# Task material:

◆ ◆ ◆ ◆ ◆ ◆ ◆

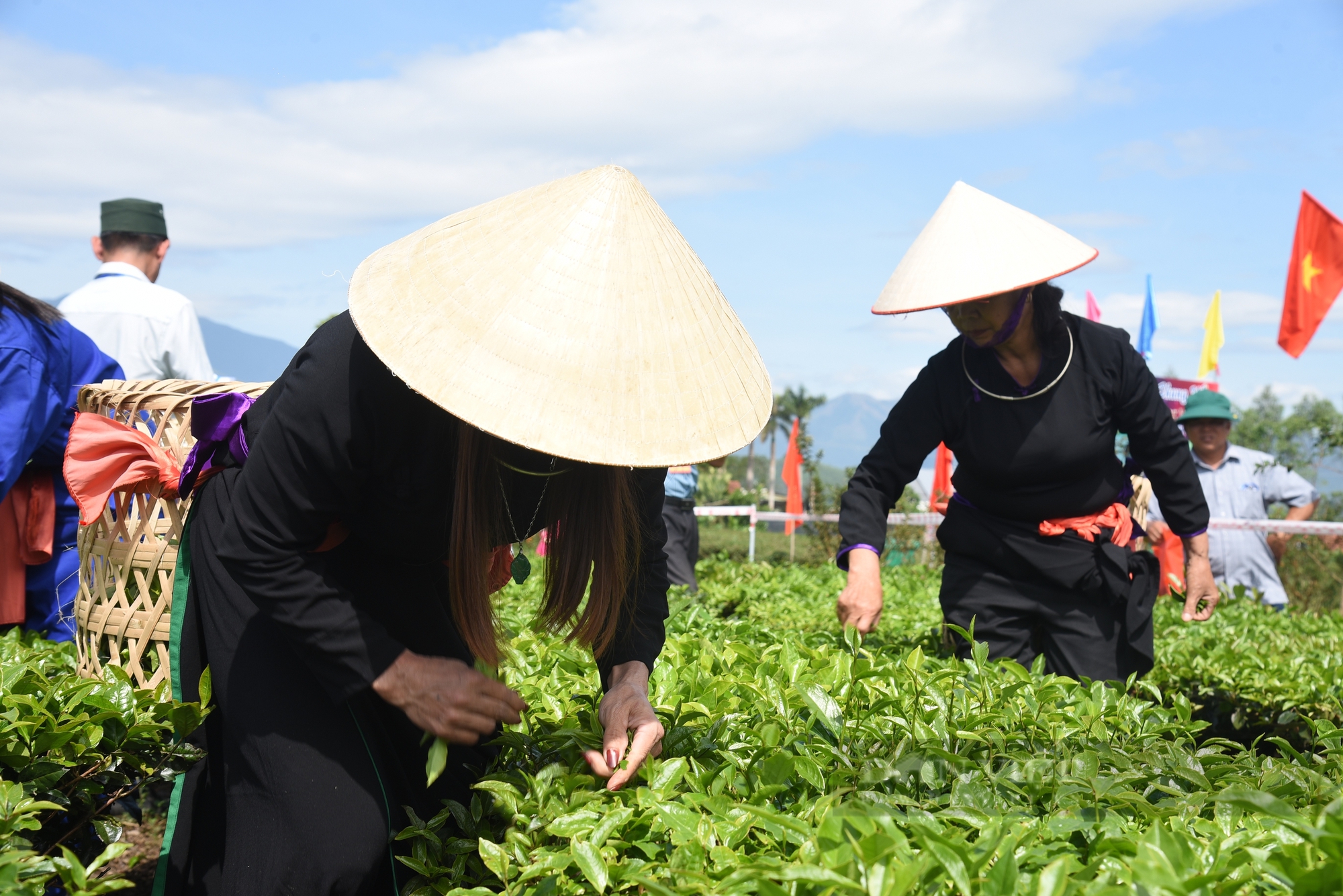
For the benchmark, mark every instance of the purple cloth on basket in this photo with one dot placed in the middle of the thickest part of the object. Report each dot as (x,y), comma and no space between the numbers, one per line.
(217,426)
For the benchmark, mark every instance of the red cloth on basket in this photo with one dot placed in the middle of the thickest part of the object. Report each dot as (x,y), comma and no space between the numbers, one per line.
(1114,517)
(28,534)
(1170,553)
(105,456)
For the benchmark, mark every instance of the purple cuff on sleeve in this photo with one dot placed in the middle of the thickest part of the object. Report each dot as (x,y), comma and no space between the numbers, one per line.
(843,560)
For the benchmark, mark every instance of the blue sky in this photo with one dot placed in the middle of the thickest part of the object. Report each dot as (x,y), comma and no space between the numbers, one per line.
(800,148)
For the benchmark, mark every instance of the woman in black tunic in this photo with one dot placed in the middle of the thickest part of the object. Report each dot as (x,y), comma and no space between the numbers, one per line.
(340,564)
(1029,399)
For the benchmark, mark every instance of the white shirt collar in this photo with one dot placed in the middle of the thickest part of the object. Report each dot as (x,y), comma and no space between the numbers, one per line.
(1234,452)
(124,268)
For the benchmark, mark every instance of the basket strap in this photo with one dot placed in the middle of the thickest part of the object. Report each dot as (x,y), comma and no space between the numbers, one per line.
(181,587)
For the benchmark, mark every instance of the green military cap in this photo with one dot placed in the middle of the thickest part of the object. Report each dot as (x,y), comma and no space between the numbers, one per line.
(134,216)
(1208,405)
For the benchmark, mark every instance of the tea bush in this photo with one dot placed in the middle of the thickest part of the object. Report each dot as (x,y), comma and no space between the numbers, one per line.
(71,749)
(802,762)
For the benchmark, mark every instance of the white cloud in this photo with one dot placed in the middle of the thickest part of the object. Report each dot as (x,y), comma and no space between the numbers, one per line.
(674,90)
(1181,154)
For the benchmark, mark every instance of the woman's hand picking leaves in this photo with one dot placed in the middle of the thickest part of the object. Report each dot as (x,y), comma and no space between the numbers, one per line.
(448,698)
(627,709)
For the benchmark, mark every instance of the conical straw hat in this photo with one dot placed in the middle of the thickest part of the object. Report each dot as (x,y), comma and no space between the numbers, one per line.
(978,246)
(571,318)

◆ ◆ ◆ ◆ ◆ ◆ ◆

# What to do:
Could you lay out the records above as a JSON list of strings, with one string for each line, no blank lines, and the pictures left out?

# Exercise output:
[
  "For the benchmark, mark every instance of the purple cloth on basket in this photo with one dot placed in the middle of the thickest part of the object. Report each dot as (x,y), comma and no space between the numbers, one per line.",
  "(217,426)",
  "For the benchmark, mark every instance of the red cloth on basket in this photo with one dot placed in the middle of the thickest part of the object. Report each dot as (x,y), comma and no space between the numbers, one per line.",
  "(1114,517)",
  "(28,534)",
  "(1170,553)",
  "(105,456)",
  "For the benchmark, mark every instance of the purple cuff on sleeve in this photo with one dot placed in the middle of the thickest part of the object. Report each dot as (x,y), comma and no space between the numbers, one per line.",
  "(843,560)",
  "For the benchmark, mark every instance of the blue sky in this photo with one dot placed in the middle of the thickest part of the object. Report each dot as (x,y), comma and no space between the numbers, one per line.",
  "(800,148)",
  "For the benchmark, mark every instance of the woman in black tunic in this photo with one dot placed in the middle of the thickest part of the object. Report each dot as (x,y), comma and no space between the numbers, one per line.",
  "(340,564)",
  "(1029,399)",
  "For the benchmark, mark every instance of the white shirt collar in this photo with one dot placed in the middle of the thickest part of the object. Report each dot as (x,y), comma and no space between the numbers, one per line.",
  "(1234,452)",
  "(124,268)",
  "For the benchmark, mark every instance of the basket strap in this photo with one dot placed in the middle of the thickest part of the object. Report each dot as (x,y), comma and no space between the numbers, one per line.",
  "(181,587)",
  "For the benchmark, mark every instance of the green military cap in this photo with one dot placed in the middle of the thickest part of the object. Report each dot as (x,y), comma and no space between the numbers, one per line.",
  "(134,216)",
  "(1208,405)",
  "For the benchmark, mark every instance of the tea bush in this photo with one dot placed in the middle of the thickest part of the object. Report each dot as (x,y), comma and no space between the numbers, one per line.",
  "(71,749)",
  "(802,762)",
  "For the benchmark, mark every instance of the white cloud in this photo with one dot placed in the middle of the thickest part of the object. Report each dot as (x,y), comma and no space between the numbers, one per line.",
  "(674,90)",
  "(1181,154)",
  "For the benchmark, mark every instance of the woman's hand picking leaves in this photo with one dot placed in the middle of the thickest part of the object. Report each dot as (x,y), comma and no space between the numbers, one per line.",
  "(448,698)",
  "(627,709)",
  "For the benchmark, mark every instance of the conical straw hat in this photo with one dot placed in the middle of the thickest part of the object. Report each dot as (x,y), comma and no space between the numbers, one per line.",
  "(978,246)",
  "(571,318)"
]